• _Tasks and exercises_
1. Tell whether each statement agrees with the post about the Trinity, answering yes or no and quoting the words of the post that decide it. (a) The author admits that the language used to codify these doctrines was fortified in the Ecumenical Councils. (b) The post first appeared on TQA. (c) The author agrees that the Church before the Councils did not hold these doctrines.
2. Quote the post about the Trinity word for word, starting with "Were the Doctrines" and going on through "of TQA readers.)".

• _Text block_
Were the Doctrines of the Trinity and the Dual Nature of Christ invented in the 4th and 5th Centuries?

Post Author: Darrell

(This post originally appeared on Darrell’s Thoughts and Reflections and is being reposted here for the benefit of TQA readers.)

One of the charges I often hear leveled against Christianity today is that both the Doctrines of the Trinity and the Dual Nature of Christ were “invented” by the Church in the fourth and fifth centuries, during the Ecumenical Councils.  Proponents of these charges claim that the Church prior to the Ecumenical Councils believed neither in the Trinity, nor in the Dual Nature of Christ.  I freely admit that the language by which the Church codified these doctrines was fortified in the Ecumenical Councils.  However, I believe those who charge that the Church invented the doctrines themselves in the Councils and that the Church prior to the Councils did not hold to them are gravely mistaken.

• _Supplied data_
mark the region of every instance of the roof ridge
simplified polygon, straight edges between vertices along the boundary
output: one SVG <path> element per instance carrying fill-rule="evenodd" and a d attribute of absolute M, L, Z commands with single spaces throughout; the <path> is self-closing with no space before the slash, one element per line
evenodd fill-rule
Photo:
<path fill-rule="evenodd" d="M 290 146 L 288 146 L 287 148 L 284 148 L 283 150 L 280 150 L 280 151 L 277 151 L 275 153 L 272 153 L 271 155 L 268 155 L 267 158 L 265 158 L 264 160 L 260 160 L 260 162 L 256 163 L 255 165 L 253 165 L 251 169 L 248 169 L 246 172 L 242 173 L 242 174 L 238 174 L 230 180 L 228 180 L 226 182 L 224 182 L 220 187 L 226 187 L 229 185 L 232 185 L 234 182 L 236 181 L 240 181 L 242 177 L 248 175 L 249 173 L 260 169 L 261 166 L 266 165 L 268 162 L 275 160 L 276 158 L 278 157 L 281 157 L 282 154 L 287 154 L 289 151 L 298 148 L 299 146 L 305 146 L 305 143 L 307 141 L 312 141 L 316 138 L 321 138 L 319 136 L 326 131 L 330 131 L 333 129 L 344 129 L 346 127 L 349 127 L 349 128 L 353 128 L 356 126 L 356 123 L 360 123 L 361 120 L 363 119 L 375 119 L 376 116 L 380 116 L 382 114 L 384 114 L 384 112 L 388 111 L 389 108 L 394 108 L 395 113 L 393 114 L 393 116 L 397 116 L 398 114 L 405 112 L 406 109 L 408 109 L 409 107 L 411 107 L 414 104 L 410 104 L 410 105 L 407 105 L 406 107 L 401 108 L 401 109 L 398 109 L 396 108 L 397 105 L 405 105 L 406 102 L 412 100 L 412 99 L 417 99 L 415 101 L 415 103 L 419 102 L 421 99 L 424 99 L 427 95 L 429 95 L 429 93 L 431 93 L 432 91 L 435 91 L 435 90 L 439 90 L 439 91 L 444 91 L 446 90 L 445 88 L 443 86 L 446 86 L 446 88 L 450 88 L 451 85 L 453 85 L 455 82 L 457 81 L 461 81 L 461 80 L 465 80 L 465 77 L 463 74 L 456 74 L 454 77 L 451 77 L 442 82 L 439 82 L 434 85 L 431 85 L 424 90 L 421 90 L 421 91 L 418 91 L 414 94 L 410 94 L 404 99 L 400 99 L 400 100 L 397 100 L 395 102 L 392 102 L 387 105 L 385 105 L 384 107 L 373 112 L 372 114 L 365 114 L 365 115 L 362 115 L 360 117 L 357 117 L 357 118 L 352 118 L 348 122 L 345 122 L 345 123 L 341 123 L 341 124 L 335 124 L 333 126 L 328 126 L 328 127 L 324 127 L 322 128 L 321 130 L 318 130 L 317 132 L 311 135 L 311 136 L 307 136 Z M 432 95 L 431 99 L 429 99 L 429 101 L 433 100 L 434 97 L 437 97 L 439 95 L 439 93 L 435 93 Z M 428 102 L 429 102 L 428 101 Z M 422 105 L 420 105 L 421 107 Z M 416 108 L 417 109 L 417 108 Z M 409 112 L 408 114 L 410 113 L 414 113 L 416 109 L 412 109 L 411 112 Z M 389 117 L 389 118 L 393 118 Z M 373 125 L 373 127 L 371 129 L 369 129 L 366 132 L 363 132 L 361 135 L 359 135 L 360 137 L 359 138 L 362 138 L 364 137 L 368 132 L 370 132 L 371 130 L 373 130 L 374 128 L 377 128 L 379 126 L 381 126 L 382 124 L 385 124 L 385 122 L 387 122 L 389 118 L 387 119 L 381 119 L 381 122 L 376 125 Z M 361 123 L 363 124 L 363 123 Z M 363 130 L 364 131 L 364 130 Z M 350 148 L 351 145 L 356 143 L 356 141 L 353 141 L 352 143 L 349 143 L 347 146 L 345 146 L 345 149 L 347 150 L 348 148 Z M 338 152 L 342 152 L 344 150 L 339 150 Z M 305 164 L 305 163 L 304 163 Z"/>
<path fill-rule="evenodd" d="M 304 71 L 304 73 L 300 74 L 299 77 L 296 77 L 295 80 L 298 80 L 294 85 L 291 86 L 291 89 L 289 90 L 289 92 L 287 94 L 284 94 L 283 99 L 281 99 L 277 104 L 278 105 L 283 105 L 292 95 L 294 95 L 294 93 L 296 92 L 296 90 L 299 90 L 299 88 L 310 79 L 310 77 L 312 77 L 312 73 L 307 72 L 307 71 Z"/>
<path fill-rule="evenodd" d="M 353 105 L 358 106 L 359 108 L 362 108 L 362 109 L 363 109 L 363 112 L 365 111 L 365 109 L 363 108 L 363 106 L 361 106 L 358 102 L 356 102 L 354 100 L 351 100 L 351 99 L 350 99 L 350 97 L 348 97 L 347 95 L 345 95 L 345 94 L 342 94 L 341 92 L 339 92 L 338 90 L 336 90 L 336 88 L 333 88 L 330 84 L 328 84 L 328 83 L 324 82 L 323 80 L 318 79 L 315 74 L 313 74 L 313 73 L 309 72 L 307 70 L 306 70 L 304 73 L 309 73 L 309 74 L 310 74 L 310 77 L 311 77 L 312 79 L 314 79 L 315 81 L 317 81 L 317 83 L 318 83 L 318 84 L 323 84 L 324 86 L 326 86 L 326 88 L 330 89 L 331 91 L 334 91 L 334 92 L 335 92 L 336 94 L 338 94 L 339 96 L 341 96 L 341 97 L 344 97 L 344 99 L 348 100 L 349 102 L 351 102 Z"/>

• _Exercise answers_
1.
(a) Yes: "I freely admit that the language by which the Church codified these doctrines was fortified in the Ecumenical Councils."
(b) No: "This post originally appeared on Darrell’s Thoughts and Reflections and is being reposted here for the benefit of TQA readers."
(c) No: "However, I believe those who charge that the Church invented the doctrines themselves in the Councils and that the Church prior to the Councils did not hold to them are gravely mistaken."

2.
Were the Doctrines of the Trinity and the Dual Nature of Christ invented in the 4th and 5th Centuries?

Post Author: Darrell

(This post originally appeared on Darrell’s Thoughts and Reflections and is being reposted here for the benefit of TQA readers.)